Tarefa proposta 1: Coloque as linhas da listagem numa tabela em Markdown com as colunas "Nº" e "Linha", numerando cada uma e pulando as linhas em branco. Deixe as imagens de fora.

Texto citado:
------------------------------------------------------------------------

Mandado de Segurança: Proteção contra Abuso e Ilegalidade

Jorge Bezerra
mandado de segurança: proteção contra abuso e ilegalidade

Muitas vezes o agente público pratica atos com abuso de poder ou ilegalidade. Esses atos – mais frequentes do que você imagina – podem prejudicar direitos do cidadão ou mesmo de pessoa jurídica que dependa de alguma atividade administrativa.

Para proteger a sociedade contra o abuso de poder ou ilegalidade praticada por agentes da administração pública, a ordem jurídica previu o mandado de segurança.

O mandado de segurança é ação constitucional estabelecida no art. 5º, LXIX, da Carta Política, nos seguintes termos:

conceder-se-á mandado de segurança para proteger direito líquido e certo, não amparado por habeas corpus ou habeas data, quando o responsável pela ilegalidade ou abuso de poder for autoridade pública ou agente de pessoa jurídica no exercício de atribuições do poder público; (CF, Art. 5º, LXIX)

------------------------------------------------------------------------

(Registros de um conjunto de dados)
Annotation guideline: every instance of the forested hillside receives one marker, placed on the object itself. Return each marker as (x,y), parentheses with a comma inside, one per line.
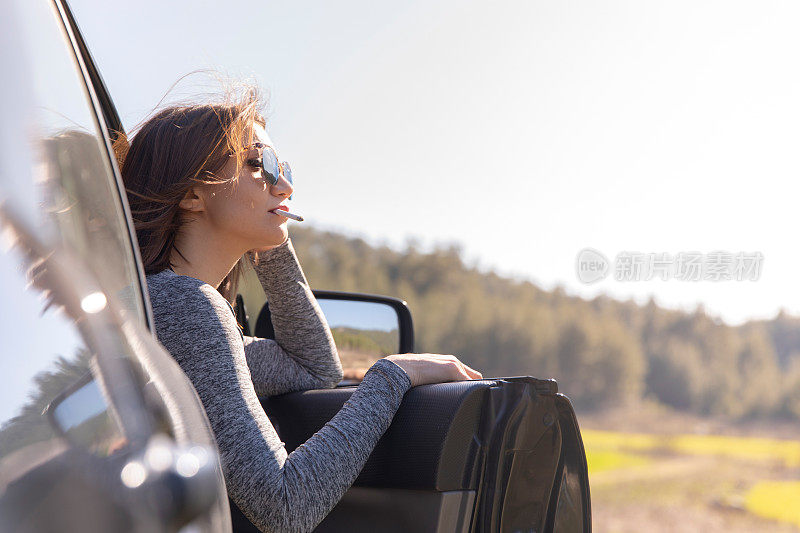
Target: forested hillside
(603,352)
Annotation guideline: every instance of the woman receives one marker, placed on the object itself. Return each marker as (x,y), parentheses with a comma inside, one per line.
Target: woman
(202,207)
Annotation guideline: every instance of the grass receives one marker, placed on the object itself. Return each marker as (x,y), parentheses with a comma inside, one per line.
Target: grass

------------------------------------------------------------------------

Tarefa proposta 2: Troque "agente público" por "servidor público" no trecho do texto sobre o mandado de segurança que começa em "Jorge Bezerra" e termina em "alguma atividade administrativa.", e escreva o trecho de novo com essa troca.

Resposta resolvida 1:
| Nº | Linha |
|---|---|
| 1 | Annotation guideline: every instance of the forested hillside receives one marker, placed on the object itself. Return each marker as (x,y), parentheses with a comma inside, one per line. |
| 2 | Target: forested hillside |
| 3 | (603,352) |
| 4 | Annotation guideline: every instance of the woman receives one marker, placed on the object itself. Return each marker as (x,y), parentheses with a comma inside, one per line. |
| 5 | Target: woman |
| 6 | (202,207) |
| 7 | Annotation guideline: every instance of the grass receives one marker, placed on the object itself. Return each marker as (x,y), parentheses with a comma inside, one per line. |
| 8 | Target: grass |

Resposta resolvida 2:
Jorge Bezerra
mandado de segurança: proteção contra abuso e ilegalidade

Muitas vezes o servidor público pratica atos com abuso de poder ou ilegalidade. Esses atos – mais frequentes do que você imagina – podem prejudicar direitos do cidadão ou mesmo de pessoa jurídica que dependa de alguma atividade administrativa.